_Aim of the exercise_:
Among the entries below, find the lines that hold the word "wedge" and report them.

_Data to process_:
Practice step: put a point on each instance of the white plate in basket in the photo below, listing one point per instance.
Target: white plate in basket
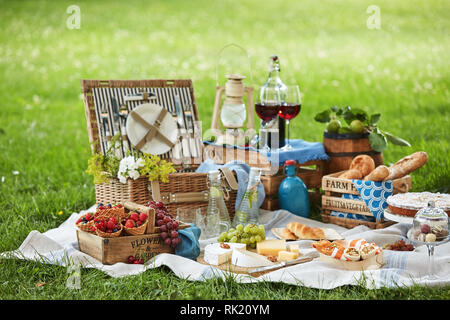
(135, 131)
(330, 234)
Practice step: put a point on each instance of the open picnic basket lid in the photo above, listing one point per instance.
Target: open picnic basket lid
(109, 105)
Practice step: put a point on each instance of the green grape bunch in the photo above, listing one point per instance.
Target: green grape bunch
(249, 234)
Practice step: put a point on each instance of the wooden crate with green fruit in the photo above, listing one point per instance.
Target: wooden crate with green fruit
(350, 132)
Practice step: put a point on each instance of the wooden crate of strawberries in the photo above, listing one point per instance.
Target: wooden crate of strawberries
(128, 233)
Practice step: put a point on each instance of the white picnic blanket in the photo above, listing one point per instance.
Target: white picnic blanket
(59, 247)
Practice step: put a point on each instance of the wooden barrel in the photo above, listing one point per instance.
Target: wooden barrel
(342, 148)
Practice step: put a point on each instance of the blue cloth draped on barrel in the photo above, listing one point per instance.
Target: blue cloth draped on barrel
(374, 194)
(302, 152)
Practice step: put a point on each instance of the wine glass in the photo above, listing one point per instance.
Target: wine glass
(290, 108)
(267, 104)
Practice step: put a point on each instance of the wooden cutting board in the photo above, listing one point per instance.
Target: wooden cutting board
(330, 234)
(232, 268)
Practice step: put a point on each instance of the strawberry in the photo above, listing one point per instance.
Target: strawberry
(143, 216)
(110, 225)
(134, 216)
(167, 219)
(130, 223)
(113, 219)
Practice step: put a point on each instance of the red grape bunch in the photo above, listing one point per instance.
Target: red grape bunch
(168, 225)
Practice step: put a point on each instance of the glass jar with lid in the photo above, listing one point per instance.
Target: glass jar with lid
(430, 224)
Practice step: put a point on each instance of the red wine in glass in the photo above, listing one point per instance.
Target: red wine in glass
(289, 111)
(266, 112)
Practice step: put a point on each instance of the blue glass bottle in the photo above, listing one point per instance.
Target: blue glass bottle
(292, 193)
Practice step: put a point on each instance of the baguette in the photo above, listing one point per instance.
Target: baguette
(363, 163)
(351, 174)
(407, 165)
(302, 231)
(379, 174)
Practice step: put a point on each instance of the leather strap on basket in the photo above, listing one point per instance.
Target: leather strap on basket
(180, 197)
(153, 129)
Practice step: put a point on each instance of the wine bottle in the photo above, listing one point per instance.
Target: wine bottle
(279, 124)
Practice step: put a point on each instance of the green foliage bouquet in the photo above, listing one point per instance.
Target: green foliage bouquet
(357, 121)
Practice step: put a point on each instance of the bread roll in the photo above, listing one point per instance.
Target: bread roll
(302, 231)
(286, 234)
(407, 165)
(363, 163)
(351, 174)
(379, 174)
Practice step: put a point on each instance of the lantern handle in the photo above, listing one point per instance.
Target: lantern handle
(218, 58)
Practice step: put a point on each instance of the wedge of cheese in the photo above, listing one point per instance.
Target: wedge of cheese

_Output of the exercise_:
Practice step: put a point on each instance of the wedge of cheese in the photo above, listing one point per instance.
Target: wedge of cheese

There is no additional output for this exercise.